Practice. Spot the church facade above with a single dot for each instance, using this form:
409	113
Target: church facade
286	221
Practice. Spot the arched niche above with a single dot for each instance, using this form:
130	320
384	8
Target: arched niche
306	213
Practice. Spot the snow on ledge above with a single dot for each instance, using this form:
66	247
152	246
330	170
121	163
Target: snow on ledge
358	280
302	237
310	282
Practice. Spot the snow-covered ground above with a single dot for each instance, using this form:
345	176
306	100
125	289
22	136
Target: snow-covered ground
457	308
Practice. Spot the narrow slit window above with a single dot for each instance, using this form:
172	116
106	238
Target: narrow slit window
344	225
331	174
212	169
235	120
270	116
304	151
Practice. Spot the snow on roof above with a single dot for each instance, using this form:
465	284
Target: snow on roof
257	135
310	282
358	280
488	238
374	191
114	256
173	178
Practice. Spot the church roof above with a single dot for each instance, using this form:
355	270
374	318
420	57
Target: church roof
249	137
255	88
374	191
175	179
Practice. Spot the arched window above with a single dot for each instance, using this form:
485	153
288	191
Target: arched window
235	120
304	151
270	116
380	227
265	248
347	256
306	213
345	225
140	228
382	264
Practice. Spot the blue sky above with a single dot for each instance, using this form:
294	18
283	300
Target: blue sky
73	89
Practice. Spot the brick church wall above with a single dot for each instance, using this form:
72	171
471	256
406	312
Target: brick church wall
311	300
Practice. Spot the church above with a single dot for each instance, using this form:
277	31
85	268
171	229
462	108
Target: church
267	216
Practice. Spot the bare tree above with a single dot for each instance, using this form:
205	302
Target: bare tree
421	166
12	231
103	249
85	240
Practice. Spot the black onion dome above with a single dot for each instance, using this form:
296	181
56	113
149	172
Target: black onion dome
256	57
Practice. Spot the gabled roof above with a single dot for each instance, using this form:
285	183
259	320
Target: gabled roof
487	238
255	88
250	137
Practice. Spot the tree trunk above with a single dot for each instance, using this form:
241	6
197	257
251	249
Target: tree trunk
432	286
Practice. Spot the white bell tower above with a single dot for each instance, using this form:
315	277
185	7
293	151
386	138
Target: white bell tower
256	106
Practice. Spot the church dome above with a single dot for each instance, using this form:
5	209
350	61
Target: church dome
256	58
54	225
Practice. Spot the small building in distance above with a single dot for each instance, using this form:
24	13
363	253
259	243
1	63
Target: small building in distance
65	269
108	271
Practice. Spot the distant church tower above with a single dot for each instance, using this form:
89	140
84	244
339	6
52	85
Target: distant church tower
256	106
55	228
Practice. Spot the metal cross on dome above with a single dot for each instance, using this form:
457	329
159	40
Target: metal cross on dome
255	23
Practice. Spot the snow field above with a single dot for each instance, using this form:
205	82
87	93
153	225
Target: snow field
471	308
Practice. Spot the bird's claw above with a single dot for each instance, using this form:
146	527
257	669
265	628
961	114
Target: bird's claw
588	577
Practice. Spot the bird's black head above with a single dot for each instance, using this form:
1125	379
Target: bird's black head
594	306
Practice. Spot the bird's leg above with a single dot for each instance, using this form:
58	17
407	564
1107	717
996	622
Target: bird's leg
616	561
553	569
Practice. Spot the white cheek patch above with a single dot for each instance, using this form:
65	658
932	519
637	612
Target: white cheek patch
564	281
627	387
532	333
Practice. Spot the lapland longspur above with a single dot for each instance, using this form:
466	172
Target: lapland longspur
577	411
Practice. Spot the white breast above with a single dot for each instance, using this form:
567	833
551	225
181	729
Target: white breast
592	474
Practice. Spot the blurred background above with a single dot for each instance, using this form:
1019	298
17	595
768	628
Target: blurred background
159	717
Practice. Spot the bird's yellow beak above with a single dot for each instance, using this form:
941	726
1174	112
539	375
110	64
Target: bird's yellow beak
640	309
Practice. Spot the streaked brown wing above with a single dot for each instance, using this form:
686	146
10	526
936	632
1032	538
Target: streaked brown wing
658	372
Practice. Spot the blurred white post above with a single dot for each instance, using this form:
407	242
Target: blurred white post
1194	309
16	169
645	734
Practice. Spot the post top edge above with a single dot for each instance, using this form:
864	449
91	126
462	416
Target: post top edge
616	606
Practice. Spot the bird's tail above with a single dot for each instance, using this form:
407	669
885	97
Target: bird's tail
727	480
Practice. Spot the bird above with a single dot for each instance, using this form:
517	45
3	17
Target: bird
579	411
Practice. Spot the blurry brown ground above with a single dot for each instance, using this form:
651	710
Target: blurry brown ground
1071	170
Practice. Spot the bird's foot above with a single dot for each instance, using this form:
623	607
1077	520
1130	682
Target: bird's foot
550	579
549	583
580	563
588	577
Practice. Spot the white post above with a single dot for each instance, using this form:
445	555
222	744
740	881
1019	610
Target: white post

• _Work to complete_:
Update all the rows above so that each "Spot" reads "Mark", with everything else left as it is.

• _Output of the exercise_:
Practice. Mark the church facade above with a single dot for each instance, using this form:
409	113
Target: church facade
286	221
Practice. Mark the arched niche above with a single dot for each instance, using this form:
130	320
384	8
Target: arched niche
306	213
Practice. Mark the snow on ledge above with a single dot for each instance, using this form:
66	247
152	246
330	170
121	163
Target: snow on ledge
358	280
302	237
310	282
Practice. Mark the snow-covered ground above with a single dot for each instance, using this form:
345	176
306	100
125	289
22	136
Target: snow-covered ground
457	308
Practice. Mark the narrow slit window above with a single dot for each instance, using this form:
172	116
106	238
Target: narrow slit window
344	225
331	174
212	169
235	120
270	116
304	151
Practice. Mark the snow on roof above with a single dot for each instance, using this form:
465	284
Target: snow on roof
257	135
310	282
358	280
488	238
374	191
114	256
173	178
Practice. Mark the church roof above with a single dot for each instance, using this form:
355	270
374	318
420	57
Target: church roof
249	137
255	88
374	191
175	179
Practice. Mark the arched window above with a single dot for each instance, using this form:
485	153
288	191
Target: arched window
235	120
304	151
270	116
380	227
265	248
347	256
306	213
345	225
140	228
382	264
Practice. Mark the blue sky above with a single dot for each instance, using this form:
294	18
283	300
Target: blue sky
73	89
Practice. Mark the brick church wall above with a single dot for each instance, using this form:
72	171
471	256
406	312
Target: brick church wall
311	300
Practice. Mark the church above with a single dot for each instance, using this form:
277	31
85	268
171	229
462	108
Target: church
267	216
Practice. Mark the bare tree above with a single dot for each instance, using this form:
205	302
Target: bare tree
421	166
12	231
103	249
85	240
Practice. Mark the black onion dome above with a single dot for each instance, using this form:
296	181
56	113
149	172
Target: black onion dome
256	57
Practice. Mark the gabled roof above with a single dot for each instance, using this form:
285	183
259	320
Target: gabled roof
487	238
255	88
250	137
Practice. Mark the tree trunk above with a single dot for each instance, using this form:
241	6
197	257
251	249
Target: tree trunk
432	286
Practice. Mark the white bell tower above with a single dot for each instance, using this form:
315	277
185	7
293	151
386	138
Target: white bell tower
256	106
Practice. Mark the church dome above with a single dot for each instance, using this form:
5	209
350	61
Target: church dome
256	58
54	225
Practice. Mark the small building in distance above with a single dot for each instance, using this form:
24	13
363	253
259	243
1	63
Target: small building in distance
65	269
108	271
Practice. Mark the distant church tower above with a single dot for each instance, using this form:
89	140
84	244
339	6
52	85
Target: distant church tower
256	106
55	228
Practice. Mark the metal cross on dome above with a single dot for each instance, using this form:
457	329
159	40
Target: metal cross on dome
255	23
Practice. Mark the snow field above with a single dot for each instance, using this form:
205	82
87	93
153	225
Target: snow field
471	308
Practice. Mark the bird's claw above with a single dot for each instance, using this form:
146	527
257	669
265	628
961	114
Target: bird's claw
588	577
Practice. Mark the bird's black head above with a single dot for each instance, using this form:
1125	379
Target: bird's black head
594	306
Practice. Mark the bird's leg above with a single dot for each instance, using this form:
58	17
407	564
1107	717
996	622
Target: bird's leg
616	561
553	569
Practice. Mark the white cheek patch above with a single dot for each instance, using this form:
65	658
932	519
637	612
Target: white cheek patch
564	281
627	387
532	333
Practice. Mark the lapland longspur above with a single dot for each instance, using this form:
466	172
Target: lapland longspur
577	411
Practice. Mark the white breast above with a single dot for each instance, using this form:
567	833
551	225
181	729
Target: white breast
592	474
Practice. Mark the blurred background above with a single dot for each instance, using this form:
1019	298
17	595
768	628
Target: blurred background
159	717
Practice. Mark the bird's yellow beak above with a single dot for each instance, using this form:
941	726
1174	112
539	375
110	64
Target: bird's yellow beak
640	309
Practice. Mark the streaked brown wing above with a single dot for each instance, using this form:
686	146
10	526
936	632
1032	538
Target: streaked brown wing
658	372
Practice. Mark the blurred white post above with a single dot for each instance, using this form:
407	242
Target: blurred white post
1194	309
16	169
645	734
Practice. Mark the post top edge above with a single dot for each instance, using this form:
864	449
91	126
462	416
Target: post top edge
616	606
Practice. Mark the bird's tail above with a single dot for each instance, using this form:
407	669
885	97
Target: bird's tail
727	480
Practice. Mark the bird above with a single dot for each instance, using this form:
517	45
3	17
Target: bird
579	411
Practice. Mark the blurry brown ground above with a single dot for each instance, using this form:
651	710
Target: blurry brown ground
1071	170
Practice. Mark the bird's foot above with a single dot for each instance, using this form:
623	607
1077	520
1130	682
Target: bird's foot
550	579
549	583
580	563
588	577
Practice. Mark the white post above with a single dot for each instance, using this form:
445	555
222	744
740	881
1019	610
Target: white post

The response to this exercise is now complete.